BEGIN GIVEN INFORMATION

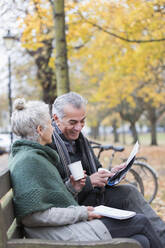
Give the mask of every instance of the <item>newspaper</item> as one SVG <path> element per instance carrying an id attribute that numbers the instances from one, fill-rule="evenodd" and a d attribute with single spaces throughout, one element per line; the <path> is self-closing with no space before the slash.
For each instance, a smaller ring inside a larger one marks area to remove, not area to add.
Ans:
<path id="1" fill-rule="evenodd" d="M 108 179 L 108 185 L 109 186 L 114 186 L 116 184 L 118 184 L 122 179 L 123 177 L 125 177 L 127 171 L 131 168 L 131 166 L 133 165 L 133 162 L 135 160 L 135 156 L 136 154 L 138 153 L 139 151 L 139 143 L 138 141 L 136 142 L 136 144 L 134 145 L 127 161 L 126 161 L 126 167 L 119 170 L 118 172 L 115 173 L 115 175 L 113 175 L 112 177 L 110 177 Z"/>
<path id="2" fill-rule="evenodd" d="M 110 217 L 113 219 L 119 219 L 119 220 L 129 219 L 136 215 L 136 212 L 133 212 L 133 211 L 110 208 L 110 207 L 106 207 L 103 205 L 95 207 L 94 213 L 99 214 L 101 216 L 106 216 L 106 217 Z"/>

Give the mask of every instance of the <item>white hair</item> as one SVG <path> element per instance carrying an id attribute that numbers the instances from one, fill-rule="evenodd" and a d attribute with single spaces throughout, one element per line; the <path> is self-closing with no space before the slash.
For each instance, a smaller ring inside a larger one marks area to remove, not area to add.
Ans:
<path id="1" fill-rule="evenodd" d="M 87 100 L 75 92 L 69 92 L 57 97 L 53 103 L 52 114 L 56 114 L 59 119 L 65 116 L 64 107 L 71 104 L 74 108 L 80 109 L 85 107 Z"/>
<path id="2" fill-rule="evenodd" d="M 29 101 L 24 98 L 14 101 L 11 117 L 12 131 L 18 137 L 38 142 L 37 127 L 46 128 L 50 119 L 49 107 L 41 101 Z"/>

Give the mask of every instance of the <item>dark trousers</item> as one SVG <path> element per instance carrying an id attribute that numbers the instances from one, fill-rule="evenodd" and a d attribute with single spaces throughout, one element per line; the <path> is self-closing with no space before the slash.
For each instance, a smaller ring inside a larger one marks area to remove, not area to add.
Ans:
<path id="1" fill-rule="evenodd" d="M 143 248 L 163 248 L 157 234 L 143 214 L 136 214 L 126 220 L 102 218 L 101 221 L 109 230 L 112 238 L 134 238 Z"/>
<path id="2" fill-rule="evenodd" d="M 159 218 L 151 206 L 145 201 L 142 194 L 132 185 L 106 187 L 104 192 L 94 190 L 81 195 L 80 205 L 97 206 L 103 204 L 108 207 L 132 210 L 142 213 L 156 231 L 165 247 L 165 223 Z"/>

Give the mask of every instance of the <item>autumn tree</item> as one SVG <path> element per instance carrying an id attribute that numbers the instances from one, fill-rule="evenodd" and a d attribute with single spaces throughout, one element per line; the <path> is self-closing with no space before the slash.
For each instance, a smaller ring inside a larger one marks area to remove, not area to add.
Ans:
<path id="1" fill-rule="evenodd" d="M 20 20 L 23 29 L 21 42 L 34 58 L 37 66 L 37 79 L 42 88 L 42 100 L 52 104 L 57 96 L 56 74 L 53 59 L 53 17 L 47 5 L 41 0 L 29 1 L 26 16 Z"/>
<path id="2" fill-rule="evenodd" d="M 56 78 L 57 95 L 62 95 L 70 90 L 67 60 L 67 44 L 65 37 L 65 10 L 64 0 L 50 1 L 53 9 L 55 49 L 56 49 Z"/>
<path id="3" fill-rule="evenodd" d="M 42 100 L 49 105 L 53 104 L 56 94 L 56 74 L 54 68 L 49 65 L 52 54 L 52 40 L 42 41 L 44 46 L 37 50 L 29 50 L 37 65 L 37 77 L 42 87 Z"/>
<path id="4" fill-rule="evenodd" d="M 42 41 L 56 38 L 52 25 L 53 15 L 50 12 L 53 9 L 55 17 L 56 8 L 54 1 L 49 1 L 53 3 L 53 8 L 44 8 L 41 0 L 34 2 L 40 3 L 39 10 L 43 19 L 38 21 L 38 17 L 34 18 L 34 13 L 27 19 L 33 20 L 35 27 L 33 25 L 31 28 L 33 35 L 30 33 L 26 37 L 29 38 L 29 45 L 33 44 L 38 49 L 43 46 Z M 63 13 L 62 4 L 60 13 Z M 137 117 L 137 109 L 142 112 L 144 107 L 147 110 L 148 105 L 157 109 L 164 104 L 163 4 L 163 0 L 105 0 L 104 4 L 101 0 L 65 1 L 67 30 L 63 29 L 62 34 L 67 35 L 67 52 L 73 79 L 71 89 L 86 94 L 91 106 L 96 102 L 104 102 L 108 109 L 126 106 L 124 113 L 128 111 L 129 119 L 134 120 L 132 130 L 140 117 L 140 114 Z M 32 26 L 27 20 L 24 33 Z M 63 24 L 61 27 L 64 27 Z M 52 53 L 49 63 L 51 66 L 55 62 L 54 57 Z M 87 81 L 82 80 L 84 74 Z M 142 99 L 142 107 L 137 99 Z M 128 116 L 124 117 L 125 114 L 121 116 L 128 119 Z"/>
<path id="5" fill-rule="evenodd" d="M 121 125 L 121 118 L 120 118 L 119 113 L 117 113 L 117 111 L 115 111 L 115 109 L 109 110 L 109 114 L 106 115 L 106 117 L 103 119 L 101 124 L 105 128 L 106 127 L 112 127 L 112 133 L 113 133 L 113 137 L 114 137 L 113 142 L 114 143 L 119 142 L 118 128 Z M 107 133 L 105 133 L 104 137 L 105 137 L 104 139 L 106 140 L 107 139 Z"/>
<path id="6" fill-rule="evenodd" d="M 157 108 L 163 104 L 162 72 L 153 70 L 164 58 L 163 6 L 163 1 L 128 0 L 117 4 L 104 1 L 104 5 L 100 1 L 88 2 L 77 7 L 79 28 L 88 24 L 94 37 L 82 48 L 84 71 L 91 84 L 98 85 L 96 71 L 102 75 L 96 101 L 104 99 L 110 108 L 123 101 L 136 105 L 133 92 L 138 89 L 137 97 L 143 106 L 150 103 Z M 136 108 L 133 110 L 132 115 L 137 114 Z M 131 119 L 138 120 L 136 116 Z M 135 123 L 131 126 L 135 133 Z"/>
<path id="7" fill-rule="evenodd" d="M 43 100 L 52 103 L 52 98 L 70 89 L 64 0 L 31 0 L 29 3 L 30 10 L 27 8 L 26 17 L 21 20 L 21 41 L 36 61 Z"/>
<path id="8" fill-rule="evenodd" d="M 136 104 L 134 104 L 133 106 L 131 106 L 131 104 L 126 101 L 122 101 L 117 106 L 117 112 L 120 114 L 121 118 L 124 121 L 127 121 L 130 124 L 130 131 L 132 133 L 133 143 L 136 143 L 136 141 L 139 140 L 136 130 L 136 123 L 140 119 L 144 108 L 142 99 L 134 98 L 134 100 L 136 100 Z"/>

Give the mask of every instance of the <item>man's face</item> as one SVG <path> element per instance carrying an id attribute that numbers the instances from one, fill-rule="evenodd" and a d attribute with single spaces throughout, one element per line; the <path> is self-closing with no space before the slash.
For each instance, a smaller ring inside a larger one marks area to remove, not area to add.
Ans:
<path id="1" fill-rule="evenodd" d="M 82 106 L 77 109 L 68 104 L 64 107 L 64 113 L 65 116 L 62 120 L 56 115 L 54 115 L 54 120 L 67 140 L 76 140 L 85 124 L 85 108 Z"/>

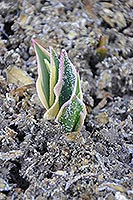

END GIVEN INFORMATION

# ASSIGNMENT
Nothing but the lines from the one with "Give the mask of every instance of the <item>man's" through the end of the entries above, both included, should be set down, exactly and without pictures.

# SOLVED EXERCISE
Give the mask of every instance of the <item>man's face</item> as one SVG <path> element per instance carrying an id attribute that numbers the instances from one, fill-rule="evenodd" and a d attribute with single spaces throughout, one element per line; the <path> is self-closing with no space before the slash.
For each instance, a smaller ring inside a larger one marks area to remove, not area to add.
Ans:
<path id="1" fill-rule="evenodd" d="M 82 106 L 77 109 L 68 104 L 64 107 L 64 113 L 65 116 L 62 120 L 56 115 L 54 115 L 54 120 L 67 140 L 76 140 L 85 124 L 85 108 Z"/>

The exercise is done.